● Instructions for the task:
Turn all of the data below into a numbered list, one line per item, skipping blank lines and leaving the pictures out.

━━━━

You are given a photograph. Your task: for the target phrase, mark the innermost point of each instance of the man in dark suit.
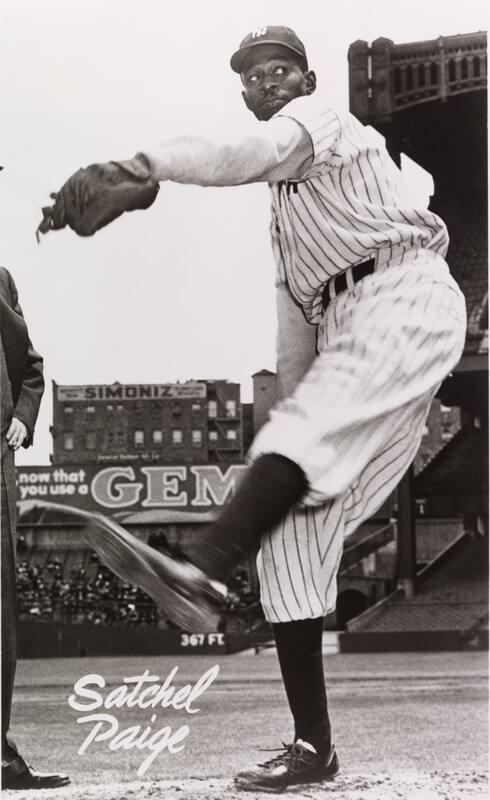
(22, 386)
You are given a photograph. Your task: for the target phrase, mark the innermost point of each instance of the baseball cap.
(268, 34)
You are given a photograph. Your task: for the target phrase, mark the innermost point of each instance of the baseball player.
(369, 324)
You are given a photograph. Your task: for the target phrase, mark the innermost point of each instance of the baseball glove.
(98, 194)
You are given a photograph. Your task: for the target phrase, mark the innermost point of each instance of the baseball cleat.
(298, 763)
(183, 593)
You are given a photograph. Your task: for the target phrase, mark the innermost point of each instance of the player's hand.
(98, 194)
(16, 434)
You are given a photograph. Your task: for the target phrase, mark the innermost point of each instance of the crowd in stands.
(93, 594)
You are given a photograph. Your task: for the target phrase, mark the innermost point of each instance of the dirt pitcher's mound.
(363, 786)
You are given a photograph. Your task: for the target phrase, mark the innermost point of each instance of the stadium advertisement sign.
(134, 488)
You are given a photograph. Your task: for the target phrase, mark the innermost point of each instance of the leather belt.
(359, 271)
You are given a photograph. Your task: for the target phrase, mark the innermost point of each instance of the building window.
(121, 438)
(196, 438)
(139, 438)
(230, 408)
(157, 437)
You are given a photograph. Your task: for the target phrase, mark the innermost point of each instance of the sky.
(185, 289)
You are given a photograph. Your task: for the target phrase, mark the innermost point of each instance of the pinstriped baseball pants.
(355, 422)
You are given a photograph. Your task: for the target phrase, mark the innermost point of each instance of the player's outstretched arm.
(95, 196)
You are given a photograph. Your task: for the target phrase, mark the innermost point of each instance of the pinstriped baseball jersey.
(351, 201)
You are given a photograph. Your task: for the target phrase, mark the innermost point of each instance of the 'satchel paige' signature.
(144, 691)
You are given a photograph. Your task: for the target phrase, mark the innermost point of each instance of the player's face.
(271, 78)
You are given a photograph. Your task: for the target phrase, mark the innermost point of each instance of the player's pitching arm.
(280, 149)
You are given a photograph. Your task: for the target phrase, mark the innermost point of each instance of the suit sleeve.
(29, 400)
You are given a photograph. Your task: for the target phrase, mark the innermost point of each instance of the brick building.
(193, 422)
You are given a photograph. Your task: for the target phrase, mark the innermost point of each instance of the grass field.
(406, 726)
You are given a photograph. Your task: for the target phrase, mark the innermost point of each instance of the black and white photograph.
(244, 400)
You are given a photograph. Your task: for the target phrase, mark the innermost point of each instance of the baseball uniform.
(354, 421)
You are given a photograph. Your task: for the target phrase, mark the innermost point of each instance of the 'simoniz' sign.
(118, 391)
(117, 487)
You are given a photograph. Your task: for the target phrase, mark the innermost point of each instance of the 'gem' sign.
(115, 488)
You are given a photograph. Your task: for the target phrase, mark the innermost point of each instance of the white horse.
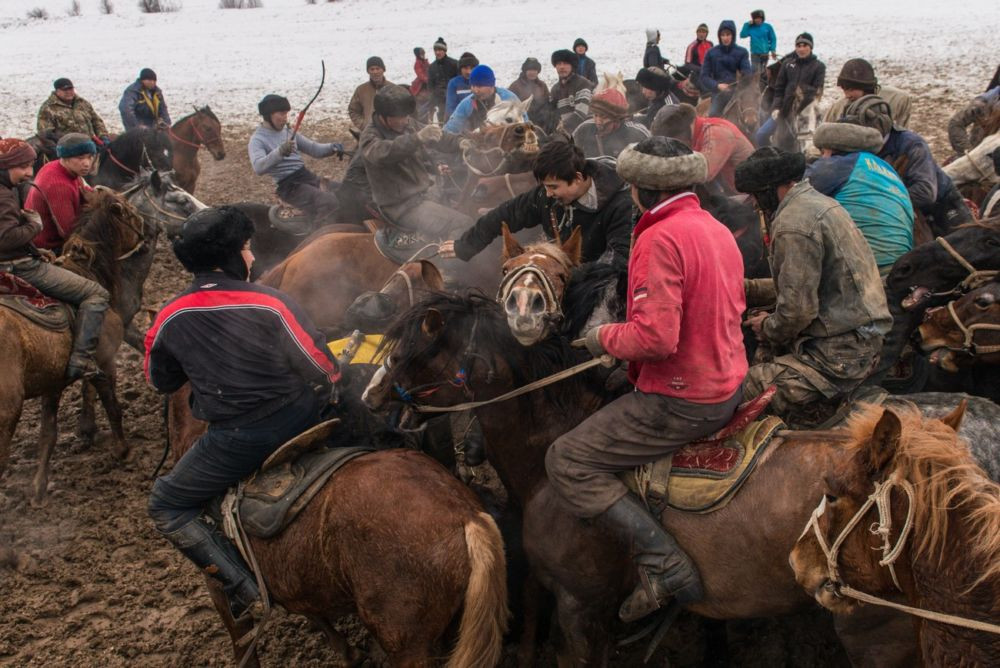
(977, 165)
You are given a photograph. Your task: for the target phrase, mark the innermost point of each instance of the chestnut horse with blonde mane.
(934, 536)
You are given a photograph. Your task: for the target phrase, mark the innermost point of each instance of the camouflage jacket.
(61, 117)
(825, 276)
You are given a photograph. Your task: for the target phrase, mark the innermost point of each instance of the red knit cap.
(15, 153)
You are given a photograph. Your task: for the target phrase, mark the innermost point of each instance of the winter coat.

━━━━

● Exercise response:
1. You are given a photograph. Your task: for the target phrase, mark the innermost point of each instance of the man in dark suit.
2. (22, 386)
3. You are given a photograph. Your task: for the target phrase, mark the innermost point of each instance of the baseball cap.
4. (268, 34)
5. You are given a photograph. Your task: for the target phrase, mark the innermost point of each instance of the baseball player.
6. (369, 324)
7. You are given a photograph. Your task: for the target phrase, mark the innermost point of each instance of the baseball glove.
8. (98, 194)
9. You are given a photograph. Your task: for the target phrase, mark the innermost point of each instance of the baseball cleat.
10. (298, 763)
11. (183, 593)
12. You are given a photograph. Your task: for the target phrase, mark the innermost point of each instance of the player's hand.
13. (98, 194)
14. (16, 434)
15. You are given a photograph. Your task: for the target phrase, mark the innermost point of each instance of the crowd in stands.
16. (93, 594)
17. You are given a photograph. Your task: for the target phrase, mark the innermost point of each instance of the dirt pitcher's mound.
18. (363, 786)
19. You are given a photograph. Your task: for the target phrase, mark the innermost point of each instance of the stadium advertisement sign.
20. (134, 488)
21. You are given a photograph. Your task: for the target phrase, mark the innermost point of each instance of the leather belt.
22. (359, 271)
23. You are given a photograph. Your task: for the target phrase, mark the innermost point of each instance of the building window.
24. (121, 438)
25. (196, 438)
26. (139, 438)
27. (230, 408)
28. (157, 437)
29. You are given a photograph. Your task: for the target phrase, mark the innermost point of each instance of the sky.
30. (185, 289)
31. You are given a photograph. Your task: for the target phrase, mark the innermost point of each instance of the pinstriped baseball pants.
32. (355, 422)
33. You are given a photograph. Your task: for the target phrase, mark the innermost point of each instance of the player's outstretched arm.
34. (95, 196)
35. You are given a photograph. Your task: for the target phrase, mark the innermost point of each instance of the pinstriped baseball jersey.
36. (351, 201)
37. You are given a photograph. Your task: for the target phrase, mark the innermost point of each instance of the 'satchel paige' signature.
38. (144, 691)
39. You are given a photograph. Your task: for the target phrase, mark the innermost point of each instance of the player's face.
40. (271, 78)
41. You are given a photograph. Your task: for the target phrase, mark the innermost point of each instance of the player's pitching arm.
42. (280, 149)
43. You are given a photograph. Your task: for the target phrase, mark the innermost point of each instance of the suit sleeve.
44. (29, 400)
45. You are given a photograph. Your task: for the target phrase, mark the innermost point of each instance of the brick building.
46. (193, 422)
47. You are given a photograph. Your task: for the target phrase, mark the innermost point of each instance of the grass field.
48. (406, 726)
49. You are given a photograph. Your task: for the target phrase, mark the innermost point of each instance of the black and white photograph.
50. (244, 400)
51. You are given a photograph. Your task: for the target phrase, mark the innermost point of each instance of the baseball uniform.
52. (354, 421)
53. You are given a photograph. Your task: for the target phrase, mark the innermost point of each instance of the 'simoniz' sign.
54. (118, 391)
55. (117, 487)
56. You are given a photograph. Your task: for the target phrase, mark the innermost point of each instance of the 'gem' sign.
57. (115, 488)
58. You are given a photograph. Your task: for the target phrase, mark the innermost point of each instance of the white horse.
59. (977, 165)
60. You are given a photograph. Your task: for the target phrase, mark the innermost point of each instance of the chestnut horse with blonde mane.
61. (934, 536)
62. You are given a photograph. Your task: for the target phrase, mark the innermost point of each instance of the camouflage jacket.
63. (61, 117)
64. (825, 276)
65. You are given a photograph. Your task: for the target phrase, mark the innermost point of each instance of the red knit cap.
66. (15, 153)
67. You are given a photograph. Your task: for the target phrase, mark the innermost point of each instance of the winter coat.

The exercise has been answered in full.